## start Text to read

-1

I am working on an implementation of a source code plagiarism algorithm(winnowing algorithm) and have a problem where I need some help.

Example: I have a string

String test="blahello,,,,/blatestbla7234///§"§$%"%$\n\n23344)§()(§$blablayeahbla";

and transform this String to

test="blahelloblatestblablablayeahbla"

and from this string I build kgrams for example 5-grams

blahe  lahel  ahell hello  ellob  llobl .... ahbla

I save the kgrams in a list of strings but would also like to save the start and end position from the original text of every kgram, so I can reference in the end every kgram back to their original text position.

EDIT:

So my question would be how can I get the start and end position of a kgram Can anyone help me there? Do you have any idea? Thanks in advance.

vizero
  • 33
  • 5
  • Do you mean something like this? blahe.begin = 0, blahe.end = 4, lahel.begin = 1, lahel.begin = 5, ... ? – wimdetr May 09 '17 at 20:26
  • Define a class NGram with whatever properties that you need (e.g., n, value, beginIndex, endIndex, etc.). Then your n-grams are instances of NGram rather than instances of String and you can carry around whatever additional meta data that you might find useful. – Rob May 09 '17 at 21:34
  • Oh sorry my question was misleading. I have edited it. I can save it in a class but how can I get the start and end position of a kgram. I transformed the original text and a lot of chars are replaced. For example I want to get for the kgram ellob start pos: 4 and end position 13 – vizero May 10 '17 at 08:53
  • @vizero Did you mean end position 8? – wimdetr May 10 '17 at 09:39
  • No i mean 13 Want to get the original position in the not modified string. 8 would be right for the modified string. – vizero May 10 '17 at 09:44

1 Answers1

0

If you want the positions from the original string, you can't remove the non-letters first, or the information is lost. You'll either need to find the kgrams in the original string directly (more CPU time) or store the original position of each letter along with the modified string (more memory space).

## end Text to read
## start Information shown

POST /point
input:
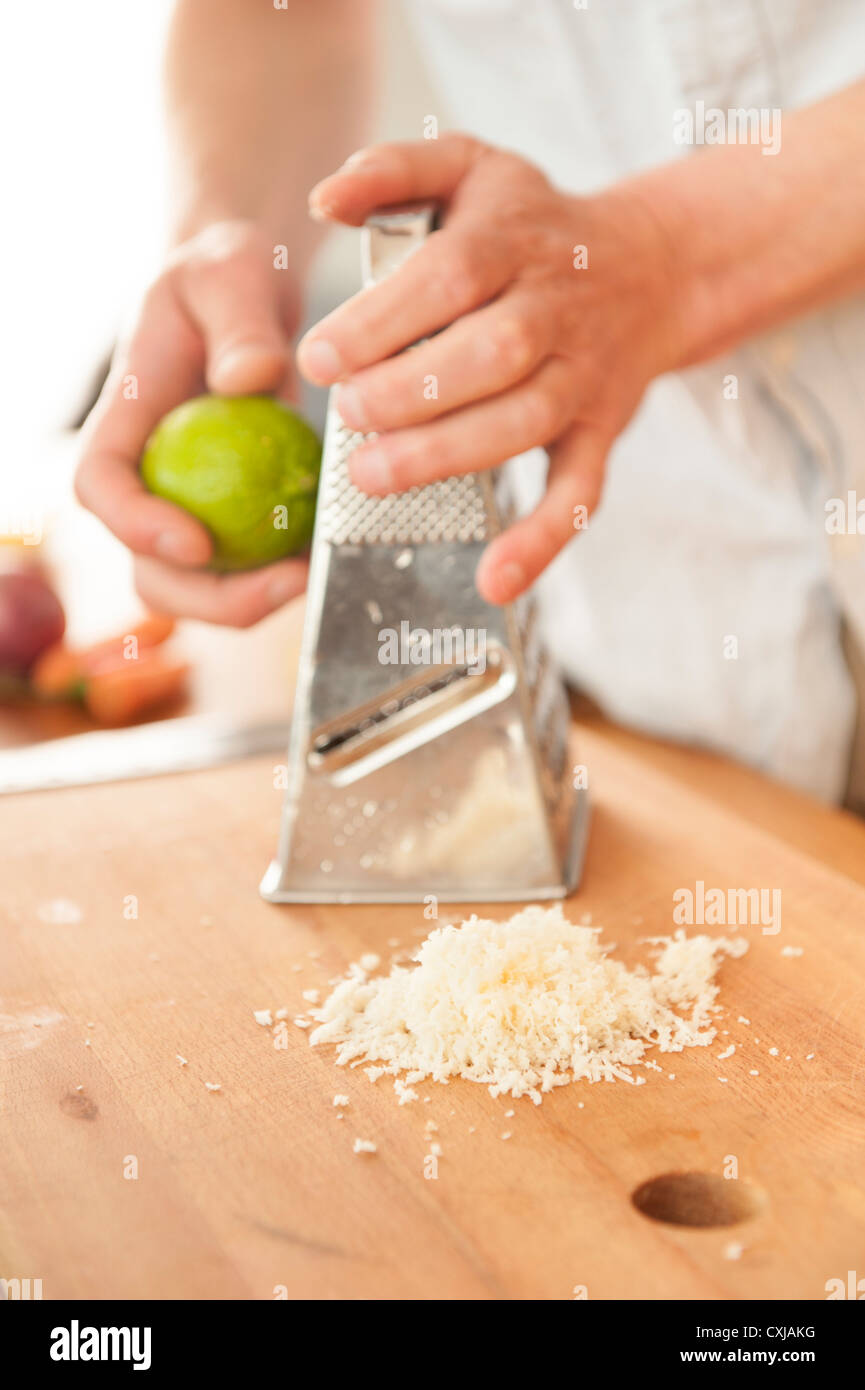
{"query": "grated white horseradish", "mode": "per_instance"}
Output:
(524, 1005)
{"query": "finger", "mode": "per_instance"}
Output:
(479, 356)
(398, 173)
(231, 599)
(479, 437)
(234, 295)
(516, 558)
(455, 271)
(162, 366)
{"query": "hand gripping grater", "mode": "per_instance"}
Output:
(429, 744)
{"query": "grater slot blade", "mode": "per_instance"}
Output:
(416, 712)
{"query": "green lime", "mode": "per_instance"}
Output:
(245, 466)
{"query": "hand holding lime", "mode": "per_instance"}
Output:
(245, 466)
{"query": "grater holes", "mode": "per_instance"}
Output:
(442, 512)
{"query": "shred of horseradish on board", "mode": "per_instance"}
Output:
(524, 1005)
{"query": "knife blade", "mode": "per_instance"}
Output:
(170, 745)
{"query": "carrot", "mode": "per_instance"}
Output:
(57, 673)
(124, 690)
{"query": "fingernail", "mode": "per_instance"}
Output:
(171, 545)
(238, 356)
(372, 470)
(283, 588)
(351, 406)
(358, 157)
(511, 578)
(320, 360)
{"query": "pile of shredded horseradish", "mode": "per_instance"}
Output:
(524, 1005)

## end Information shown

Written request 1:
Output the passage of the thread on k-gram positions from "and transform this" up to and including "Thanks in advance.", copied verbatim.
Written request 2:
Extract every line of the rows that contains the string "query", matching case exactly.

Correct response 1:
and transform this String to

test="blahelloblatestblablablayeahbla"

and from this string I build kgrams for example 5-grams

blahe  lahel  ahell hello  ellob  llobl .... ahbla

I save the kgrams in a list of strings but would also like to save the start and end position from the original text of every kgram, so I can reference in the end every kgram back to their original text position.

EDIT:

So my question would be how can I get the start and end position of a kgram Can anyone help me there? Do you have any idea? Thanks in advance.

Correct response 2:
{"query": "grated white horseradish", "mode": "per_instance"}
{"query": "finger", "mode": "per_instance"}
{"query": "hand gripping grater", "mode": "per_instance"}
{"query": "grater slot blade", "mode": "per_instance"}
{"query": "green lime", "mode": "per_instance"}
{"query": "hand holding lime", "mode": "per_instance"}
{"query": "grater holes", "mode": "per_instance"}
{"query": "shred of horseradish on board", "mode": "per_instance"}
{"query": "knife blade", "mode": "per_instance"}
{"query": "carrot", "mode": "per_instance"}
{"query": "fingernail", "mode": "per_instance"}
{"query": "pile of shredded horseradish", "mode": "per_instance"}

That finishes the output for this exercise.